══ Material ══

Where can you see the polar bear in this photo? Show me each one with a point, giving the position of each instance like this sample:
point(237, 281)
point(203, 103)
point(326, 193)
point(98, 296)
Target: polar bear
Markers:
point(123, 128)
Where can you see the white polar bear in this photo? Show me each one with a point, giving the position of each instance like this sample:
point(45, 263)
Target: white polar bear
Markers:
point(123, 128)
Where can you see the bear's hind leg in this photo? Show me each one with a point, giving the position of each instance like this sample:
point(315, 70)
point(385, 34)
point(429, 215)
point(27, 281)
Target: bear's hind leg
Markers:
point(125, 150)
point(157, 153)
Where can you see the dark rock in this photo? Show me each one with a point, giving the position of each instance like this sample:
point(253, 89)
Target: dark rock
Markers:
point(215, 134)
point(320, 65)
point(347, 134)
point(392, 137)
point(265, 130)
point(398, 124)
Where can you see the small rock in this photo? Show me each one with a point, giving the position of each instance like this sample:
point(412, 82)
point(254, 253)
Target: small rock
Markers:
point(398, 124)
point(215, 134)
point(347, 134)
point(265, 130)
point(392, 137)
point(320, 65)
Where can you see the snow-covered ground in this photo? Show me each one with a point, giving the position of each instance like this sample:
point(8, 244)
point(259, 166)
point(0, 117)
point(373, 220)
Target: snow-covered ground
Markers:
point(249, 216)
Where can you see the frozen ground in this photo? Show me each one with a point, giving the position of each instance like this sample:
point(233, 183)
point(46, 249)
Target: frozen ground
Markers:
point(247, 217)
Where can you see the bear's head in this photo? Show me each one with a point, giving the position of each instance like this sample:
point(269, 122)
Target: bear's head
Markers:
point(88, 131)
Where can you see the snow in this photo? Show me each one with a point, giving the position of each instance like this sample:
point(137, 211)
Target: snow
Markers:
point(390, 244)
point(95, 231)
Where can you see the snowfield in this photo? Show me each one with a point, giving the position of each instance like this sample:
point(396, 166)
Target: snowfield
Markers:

═══

= Direction =
Rewrite every row above, replacing "Markers" with "Points" wherever it occurs and keeping everything else the same.

= Solution =
Where can you see the polar bear in this photo? Show me each one with a point, giving the position of each instance like this sample:
point(237, 281)
point(203, 103)
point(326, 193)
point(98, 296)
Target: polar bear
Points:
point(123, 128)
Where can you see the white polar bear in this photo? Show me each one with a point, giving the position of each instance like this sample:
point(45, 263)
Target: white polar bear
Points:
point(123, 128)
Where can you see the bear's hind leg in this photo? Show me each one with a point, giving the position of each instance like this sample:
point(315, 70)
point(385, 34)
point(429, 215)
point(27, 281)
Target: bear's hind leg
Points:
point(125, 150)
point(157, 153)
Where can you see the dark rock in this photo? Show me each one with a point, giving the position of each instance like this sample:
point(253, 89)
Target: dark rock
Points:
point(215, 134)
point(320, 65)
point(347, 134)
point(392, 137)
point(265, 130)
point(398, 124)
Where can you see the small rock in this photo? Show me each one with a point, giving the position of each instance like this sample:
point(412, 82)
point(254, 253)
Target: small rock
Points:
point(398, 124)
point(215, 134)
point(347, 134)
point(265, 130)
point(392, 137)
point(320, 65)
Where can you see the snow-covered ground in this photo? Show me each one with a point, giving the position of each instance like this sample:
point(8, 244)
point(259, 166)
point(0, 117)
point(373, 220)
Target: snow-covered ground
Points:
point(249, 216)
Where can you see the frozen ground in this photo? Show me each one with a point, giving the position of each instance like this sample:
point(233, 183)
point(46, 249)
Target: frozen ground
Points:
point(247, 217)
Where can you see the bear's head in this photo? Show me each one with a point, giving the position of each instance like this sample:
point(269, 122)
Target: bear's head
Points:
point(88, 131)
Where can you see the snow in this photo? Show me each one with a point, giving the position of each instance like this sample:
point(137, 211)
Target: snow
Points:
point(390, 244)
point(95, 231)
Where can you see the snowfield in this photo? Show me each one with a point, giving the position of each instance like this sample:
point(396, 166)
Target: snowfield
Points:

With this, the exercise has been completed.